TASK A: Rewrite the portion of the Mayan doomsday article below, everything from "As nothing happened" down to "chap playing panpipes.", renaming "New Agers" as "pilgrims" wherever it occurs.

[START PAGE EXTRACT]

Even in the event of a no-show, one might have expected some fireworks, some apocalypse-grade hallucinations, as the credulous coaxed their fevered brains to provide what the universe had so signally failed to.

But as 11.12 am on the last day of the Long Count Mayan calendar came and went – and all the predictions of collapse, mayhem, kaboooooms and extinction disappeared down the cosmic pan – it was all a bit lame.

“Screeching gargoyles fly over the Maas river of blood!” came one excited message. But it was a lonely one, far outnumbered by those who thought it a great joke to pretend to be a solitary survivor, seeking out others. A new online dating gambit perhaps?

Over in Zhejiang Province, south of Shanghai, several wealthy Chinese were left gazing at the three-ton, radiation-proof, spherical “Atlantis pods” in which they had each sunk £500,000, wondering what to do with them now.

China, in fact, offered the ripest manifestations of Doomsday folly. The Church of Almighty God, a pseudo-Christian outfit founded in 1989 which claims that a Chinese woman is the reincarnation of Christ, succeeded in signing up thousands of new members with its end-of-the-world predictions, persuading them to give up all their worldly goods. But as the deadline came and went, Chinese authorities arrested dozens of cult members and raided its offices.

As nothing happened at 11.12 there was no catharsis, except for the hapless inhabitants of Bugarach in south-west France. In recent days they had found their population of 200 doubled by international media crews bent on filming New Agers streaming towards the village’s mountain that is supposed to contain a coven of aliens and thus to be spared come the End of Things.

But there were no streaming New Agers, the survivalists were limited and the mountain was blocked off by mounted policemen. So the TV crews had to make do with filming a few locals dressed up as extra-terrestrials, another couple who had hiked all the way from Lille wrapped in tinfoil, and a chap playing panpipes.

Once the globe had failed to do whatever people were expecting, Bugarach was able to heave a sigh of baffled relief and get back to normality.

[END PAGE EXTRACT]
[START ENTRIES]

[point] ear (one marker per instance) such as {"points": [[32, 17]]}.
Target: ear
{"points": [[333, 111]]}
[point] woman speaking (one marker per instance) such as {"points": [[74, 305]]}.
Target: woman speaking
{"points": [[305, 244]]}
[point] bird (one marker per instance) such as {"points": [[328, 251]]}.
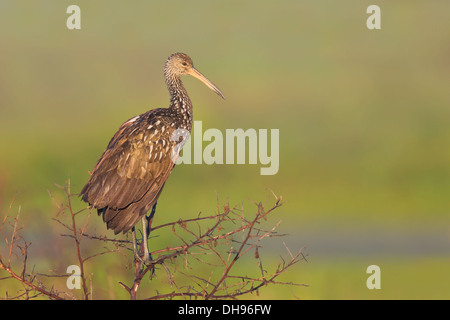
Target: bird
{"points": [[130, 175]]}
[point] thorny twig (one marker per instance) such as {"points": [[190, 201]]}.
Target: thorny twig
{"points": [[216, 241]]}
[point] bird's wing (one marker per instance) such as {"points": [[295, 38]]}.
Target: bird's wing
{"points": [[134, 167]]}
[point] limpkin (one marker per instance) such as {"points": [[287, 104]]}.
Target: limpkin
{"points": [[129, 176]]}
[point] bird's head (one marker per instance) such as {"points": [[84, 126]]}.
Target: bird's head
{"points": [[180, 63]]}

[END ENTRIES]
[START ENTRIES]

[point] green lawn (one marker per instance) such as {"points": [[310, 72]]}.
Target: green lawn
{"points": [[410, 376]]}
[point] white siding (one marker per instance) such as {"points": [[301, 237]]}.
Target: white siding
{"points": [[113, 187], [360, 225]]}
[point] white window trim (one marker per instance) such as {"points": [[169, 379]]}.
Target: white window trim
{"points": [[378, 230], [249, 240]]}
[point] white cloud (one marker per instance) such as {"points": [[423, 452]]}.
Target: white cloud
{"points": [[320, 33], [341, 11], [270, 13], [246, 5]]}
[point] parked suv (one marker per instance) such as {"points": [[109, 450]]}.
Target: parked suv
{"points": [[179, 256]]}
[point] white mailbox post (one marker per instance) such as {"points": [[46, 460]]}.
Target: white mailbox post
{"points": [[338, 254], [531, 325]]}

[END ENTRIES]
[START ENTRIES]

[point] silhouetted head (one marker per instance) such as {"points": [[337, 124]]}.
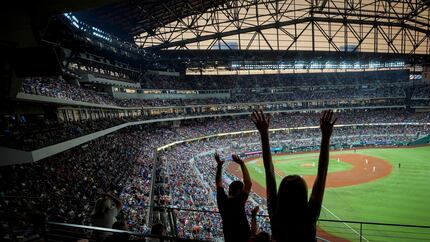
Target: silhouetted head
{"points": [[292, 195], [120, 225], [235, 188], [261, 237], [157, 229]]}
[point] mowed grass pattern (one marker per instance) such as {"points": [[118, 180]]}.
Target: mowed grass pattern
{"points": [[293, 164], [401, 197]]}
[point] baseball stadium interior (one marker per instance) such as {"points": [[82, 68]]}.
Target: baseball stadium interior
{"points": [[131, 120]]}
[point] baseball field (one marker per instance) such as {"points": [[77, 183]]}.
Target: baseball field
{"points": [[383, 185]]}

[END ENTRIES]

TASK B: Pick out every line of the listing above that contains the string "silhouetted", treating uppercase and lowercase as distinct.

EXERCISE ANSWER A:
As nothing happened at 11.12 there was no catharsis, except for the hapless inhabitants of Bugarach in south-west France. In recent days they had found their population of 200 doubled by international media crews bent on filming pilgrims streaming towards the village’s mountain that is supposed to contain a coven of aliens and thus to be spared come the End of Things.

But there were no streaming pilgrims, the survivalists were limited and the mountain was blocked off by mounted policemen. So the TV crews had to make do with filming a few locals dressed up as extra-terrestrials, another couple who had hiked all the way from Lille wrapped in tinfoil, and a chap playing panpipes.

EXERCISE ANSWER B:
[point] silhouetted head (one marker per instance) such as {"points": [[337, 124]]}.
Target: silhouetted head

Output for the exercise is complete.